→ Actions to take
[1] According to the fragrance reviews, how does the leaflet for Rien Intense Incense say to apply the product?
[2] Transcribe the fragrance reviews from "Amouage and their new Journey: the" up to and including "turns into smoke.".
[3] Go on with the fragrance reviews, starting after their final sentence.

→ Passage for review
↓↓↓

Amouage and their new Journey: the feminine version is fresh and apricoty, revealing warm notes of honey and spices. Extremely feminine, deep, comfortable. Journey for men is more classic, harder, more peppery, has more citrus and wood. The heart opens with tobacco leaves, juniper berries and finally tonka bean turns everything into a divine balsam.


My beloved Etat Libre d’Orange with Rien Intense Incense must have shocked the sensitive souls. Even the leaflet warns you to apply the product with caution, and there’s a reason for that. The black bomb is loaded with incense, hard leather, spices, amber and patchouli. Oakmoss and musk lift the whole compositon in the air and iris softens it up. Dark as tar, strong as black magic, crawling in circles like a witche’s cat. But suddenly pssss… and everything turns into smoke.  


Heeley and 100% natural Vetiver Veritas. Slightly bitter, green and smelling of mate.

↑↑↑

→ Data supplied
↓↓↓

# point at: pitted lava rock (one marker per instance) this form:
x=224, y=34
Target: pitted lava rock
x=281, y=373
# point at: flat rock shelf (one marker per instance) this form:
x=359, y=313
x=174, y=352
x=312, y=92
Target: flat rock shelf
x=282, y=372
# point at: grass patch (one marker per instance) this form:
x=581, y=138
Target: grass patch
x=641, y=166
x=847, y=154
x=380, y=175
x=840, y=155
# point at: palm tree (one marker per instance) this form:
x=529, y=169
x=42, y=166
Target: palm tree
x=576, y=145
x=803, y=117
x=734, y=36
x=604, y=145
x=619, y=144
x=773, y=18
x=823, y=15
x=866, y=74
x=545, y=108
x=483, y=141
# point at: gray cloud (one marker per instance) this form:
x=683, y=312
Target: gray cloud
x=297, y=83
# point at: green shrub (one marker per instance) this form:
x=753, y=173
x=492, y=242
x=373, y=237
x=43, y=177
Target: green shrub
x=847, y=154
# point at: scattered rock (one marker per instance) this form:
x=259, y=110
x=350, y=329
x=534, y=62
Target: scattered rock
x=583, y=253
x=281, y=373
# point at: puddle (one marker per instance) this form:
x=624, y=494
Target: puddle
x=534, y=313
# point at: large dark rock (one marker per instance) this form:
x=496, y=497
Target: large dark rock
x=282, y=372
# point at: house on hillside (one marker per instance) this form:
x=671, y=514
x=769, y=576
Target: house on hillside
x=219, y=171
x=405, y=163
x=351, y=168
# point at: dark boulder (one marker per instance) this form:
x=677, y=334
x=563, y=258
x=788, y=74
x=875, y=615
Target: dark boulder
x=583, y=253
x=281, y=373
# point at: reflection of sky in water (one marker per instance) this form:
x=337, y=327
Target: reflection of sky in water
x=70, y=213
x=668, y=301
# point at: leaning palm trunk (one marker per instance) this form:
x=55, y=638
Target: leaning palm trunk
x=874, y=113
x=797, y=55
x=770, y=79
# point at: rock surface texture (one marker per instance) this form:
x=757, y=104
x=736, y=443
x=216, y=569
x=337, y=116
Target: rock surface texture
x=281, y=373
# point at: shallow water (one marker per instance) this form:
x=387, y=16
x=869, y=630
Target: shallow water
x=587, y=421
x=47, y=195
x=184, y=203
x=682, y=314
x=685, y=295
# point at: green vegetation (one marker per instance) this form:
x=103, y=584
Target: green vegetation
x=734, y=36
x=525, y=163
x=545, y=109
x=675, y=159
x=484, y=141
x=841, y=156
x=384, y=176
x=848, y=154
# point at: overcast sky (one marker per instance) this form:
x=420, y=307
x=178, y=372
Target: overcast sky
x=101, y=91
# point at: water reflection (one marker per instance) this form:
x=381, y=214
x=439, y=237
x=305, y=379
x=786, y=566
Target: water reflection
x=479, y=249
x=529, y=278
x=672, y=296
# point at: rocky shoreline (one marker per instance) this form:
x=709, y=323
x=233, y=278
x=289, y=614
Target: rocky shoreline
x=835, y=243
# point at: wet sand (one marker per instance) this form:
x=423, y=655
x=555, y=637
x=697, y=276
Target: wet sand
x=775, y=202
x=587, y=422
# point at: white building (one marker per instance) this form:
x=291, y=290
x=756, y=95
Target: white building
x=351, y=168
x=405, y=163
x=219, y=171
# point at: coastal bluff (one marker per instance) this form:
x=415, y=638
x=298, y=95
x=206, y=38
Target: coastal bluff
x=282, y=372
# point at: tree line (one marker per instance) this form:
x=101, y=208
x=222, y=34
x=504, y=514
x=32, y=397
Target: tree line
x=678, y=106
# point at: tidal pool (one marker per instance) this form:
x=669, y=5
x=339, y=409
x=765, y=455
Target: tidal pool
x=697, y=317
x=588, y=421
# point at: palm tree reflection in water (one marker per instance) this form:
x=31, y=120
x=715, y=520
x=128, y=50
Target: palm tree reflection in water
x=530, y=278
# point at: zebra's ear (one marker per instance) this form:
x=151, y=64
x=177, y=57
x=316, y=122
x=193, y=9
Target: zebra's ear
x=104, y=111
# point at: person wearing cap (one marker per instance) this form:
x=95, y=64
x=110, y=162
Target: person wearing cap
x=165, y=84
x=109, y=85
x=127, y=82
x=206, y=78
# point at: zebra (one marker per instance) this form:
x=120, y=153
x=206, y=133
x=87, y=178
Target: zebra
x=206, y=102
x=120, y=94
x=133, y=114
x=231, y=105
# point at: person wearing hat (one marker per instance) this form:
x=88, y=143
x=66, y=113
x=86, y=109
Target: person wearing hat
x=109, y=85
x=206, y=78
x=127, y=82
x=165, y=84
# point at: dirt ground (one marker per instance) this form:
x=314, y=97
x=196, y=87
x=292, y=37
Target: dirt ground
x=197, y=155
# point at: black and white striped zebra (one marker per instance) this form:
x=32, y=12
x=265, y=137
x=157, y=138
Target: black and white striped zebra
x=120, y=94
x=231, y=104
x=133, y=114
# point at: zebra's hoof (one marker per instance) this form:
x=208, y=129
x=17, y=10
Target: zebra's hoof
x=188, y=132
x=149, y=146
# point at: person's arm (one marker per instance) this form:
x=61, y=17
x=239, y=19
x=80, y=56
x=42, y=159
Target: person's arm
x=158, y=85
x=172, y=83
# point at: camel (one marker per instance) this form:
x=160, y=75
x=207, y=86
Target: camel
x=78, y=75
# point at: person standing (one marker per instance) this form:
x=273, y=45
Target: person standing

↑↑↑

→ List of answers
[1] With caution.

[2]
Amouage and their new Journey: the feminine version is fresh and apricoty, revealing warm notes of honey and spices. Extremely feminine, deep, comfortable. Journey for men is more classic, harder, more peppery, has more citrus and wood. The heart opens with tobacco leaves, juniper berries and finally tonka bean turns everything into a divine balsam.


My beloved Etat Libre d’Orange with Rien Intense Incense must have shocked the sensitive souls. Even the leaflet warns you to apply the product with caution, and there’s a reason for that. The black bomb is loaded with incense, hard leather, spices, amber and patchouli. Oakmoss and musk lift the whole compositon in the air and iris softens it up. Dark as tar, strong as black magic, crawling in circles like a witche’s cat. But suddenly pssss… and everything turns into smoke.

[3]
Tauer Perfumes with the marvelous gardenia – Sotto La Luna Gardenia. The extremely interesting content smells both of mushrooms and cookies. Somewhat gourmand. The base leaves a warm tonka bean cloud. Andy Tauer announced that next year he’s going to present a perfume dedicated to hyacinth, and in 2016 we should expect tuberose. Can’t wait.


Another gardenia was launched by the deadly Parisian Robert Piguet. Their Gardenia is a real touch of class and elegance. Ylang-ylang makes it smooth and leather with wood give it that royal quality all Piguet fragrances are famous for.


“Our perfumes are round”, – says Mona di Orio and changes the famous cube with a champagne cap into smooth oval bottles. At the same time they release the masculine (and Mona’s favourite) Lux and the feminine Nuit Noire. New launches are Orris Fontana and Myrrh Casati. Having sampled both, I remain loyal to my favourite ones – the lemon-and-sugar tuberose and Violette Fumée.


Miller Harris presents La Fumée Collection, decorated with real gold. Four new fragrances are Arabie, Classic, Ottoman and Maroc. The latter is extremely nice: what would be better for the cool autumn days than a warming scent of dried fruits, honey and incense?


Penhaligon’s with Trade Routes Collection, dedicated to London, represents the rarest treasures in dizzying abundance; London was the Warehouse of the World. Innocent and naive as an English girl Empressa, spicy Levantium and classic fougère Lothair.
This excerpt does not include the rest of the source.